[KUTIPAN PILIHAN]
------------------------------

Diharapkan guru dapat
mengasosiasi stimulus respon secara tepat. Pebelajar harus dibimbing melakukan
apa yang harus dipelajari. Guru tidak boleh memberikan tugas yang mungkin
diabaikan oleh anak.
Menurut Skinner hubungan antara
stimulus dan respon yang terjadi melalui interaksi dengan lingkungannya, yang
kemudian menimbulkan perubahan tingkah laku. Menurutnya respon yang
diterima seseorang tidak sederhana karena stimulus-stimulus yang diberikan akan
saling berinteraksi dan interaksi antar stimulus itu akan mempengaruhi respon
yang dihasilkan. Respon yang diberikan ini memiliki konsekuensi-konsekuensi.
Konsekuensi-konsekuensi inilah yang nantinya mempengaruhi munculnya perilaku.
Oleh karena itu dalam memahami tingkah laku seseorang secara benar harus
memahami hubungan antara stimulus yang satu dengan lainnya, serta memahami
konsep yang mungkin dimunculkan dan berbagai konsekuensi yang mungkin timbul
akibat respon tersebut.
Analisis
Teori Behavioristik
Pendidik yang masih menggunakan
kerangka behavioristik biasanya merencanakan kurikulum dengan menyusun isi
pengetahuan menjadi bagian-bagian kecil yang ditandai dengan suatu keterampilan
tertentu. Kemudian, bagian-bagian tersebut disusun secara dari yang sederhana
sampai yang komplek.
Pandangan teori behavioristik telah
cukup lama dianut oleh para pendidik. Teori ini banyak dikritik
karena seringkali tidak mampu menjelaskan situasi belajar yang kompleks, sebab
banyak variabel atau hal-hal yang berkaitan dengan pendidikan dan/atau belajar
yang dapat diubah menjadi sekedar hubungan stimulus dan respon. Teori ini tidak
mampu menjelaskan penyimpangan-penyimpangan yang terjadi dalam hubungan
stimulus dan respon.

------------------------------

[ENTRI HASIL EKSTRAKSI]
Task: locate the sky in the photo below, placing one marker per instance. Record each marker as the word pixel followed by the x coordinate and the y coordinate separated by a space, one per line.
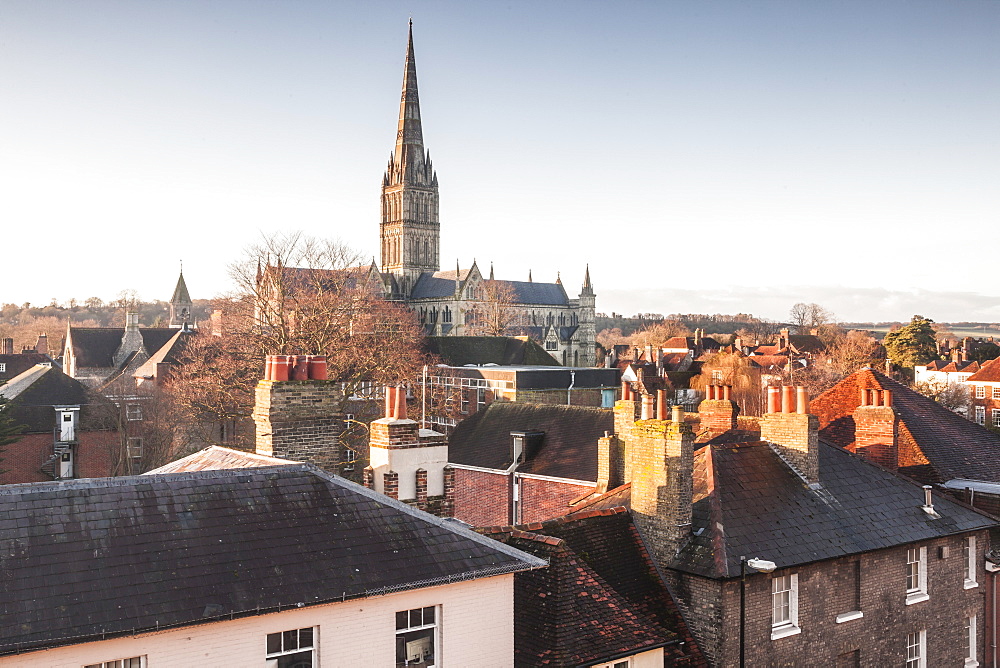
pixel 701 157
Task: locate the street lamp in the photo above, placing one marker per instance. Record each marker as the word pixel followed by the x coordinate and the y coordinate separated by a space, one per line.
pixel 764 566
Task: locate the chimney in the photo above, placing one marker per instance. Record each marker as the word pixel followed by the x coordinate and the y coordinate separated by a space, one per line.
pixel 876 428
pixel 792 431
pixel 659 463
pixel 407 463
pixel 298 419
pixel 718 411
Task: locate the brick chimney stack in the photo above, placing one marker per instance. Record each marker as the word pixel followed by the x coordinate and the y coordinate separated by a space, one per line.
pixel 876 428
pixel 408 463
pixel 790 428
pixel 298 419
pixel 718 411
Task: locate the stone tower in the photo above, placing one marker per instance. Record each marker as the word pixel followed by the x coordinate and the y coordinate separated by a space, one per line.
pixel 181 306
pixel 410 230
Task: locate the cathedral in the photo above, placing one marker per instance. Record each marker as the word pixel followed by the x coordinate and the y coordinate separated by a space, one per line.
pixel 462 301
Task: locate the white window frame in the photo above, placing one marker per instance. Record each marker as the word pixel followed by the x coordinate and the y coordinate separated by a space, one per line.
pixel 916 575
pixel 784 592
pixel 969 557
pixel 435 626
pixel 970 642
pixel 120 663
pixel 271 658
pixel 916 649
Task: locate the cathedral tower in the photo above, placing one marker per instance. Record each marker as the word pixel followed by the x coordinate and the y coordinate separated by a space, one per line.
pixel 410 230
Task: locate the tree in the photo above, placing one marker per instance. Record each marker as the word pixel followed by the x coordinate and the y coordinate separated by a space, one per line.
pixel 494 312
pixel 912 344
pixel 806 316
pixel 297 295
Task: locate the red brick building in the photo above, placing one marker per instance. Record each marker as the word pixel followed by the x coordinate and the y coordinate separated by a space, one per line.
pixel 69 432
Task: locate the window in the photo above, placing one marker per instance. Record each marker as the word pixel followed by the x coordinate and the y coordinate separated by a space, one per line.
pixel 916 649
pixel 969 558
pixel 134 447
pixel 916 575
pixel 784 605
pixel 416 638
pixel 970 642
pixel 134 662
pixel 291 649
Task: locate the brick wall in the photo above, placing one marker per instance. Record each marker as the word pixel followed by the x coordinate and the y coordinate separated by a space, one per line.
pixel 298 420
pixel 876 581
pixel 482 499
pixel 545 499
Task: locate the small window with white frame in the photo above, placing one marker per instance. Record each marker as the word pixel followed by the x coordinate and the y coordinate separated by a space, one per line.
pixel 969 557
pixel 133 662
pixel 416 638
pixel 784 605
pixel 970 642
pixel 135 447
pixel 291 649
pixel 916 575
pixel 916 649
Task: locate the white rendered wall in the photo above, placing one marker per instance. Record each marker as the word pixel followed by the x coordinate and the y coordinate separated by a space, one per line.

------------------------------

[TUGAS TERTULIS]
Jawab pertanyaan berikut berdasarkan kutipan tentang teori behavioristik:
1. Menurut Skinner, hubungan antara stimulus dan respon terjadi melalui apa?
2. Pendidik yang memakai kerangka behavioristik menyusun isi pengetahuan menjadi apa?
3. Teori behavioristik banyak dikritik karena sering tidak mampu menjelaskan apa?
Entri-entri di atas tidak perlu dipakai.

[JAWABAN LATIHAN]
1. Melalui interaksi dengan lingkungannya.
2. Menjadi bagian-bagian kecil yang ditandai dengan suatu keterampilan tertentu.
3. Situasi belajar yang kompleks.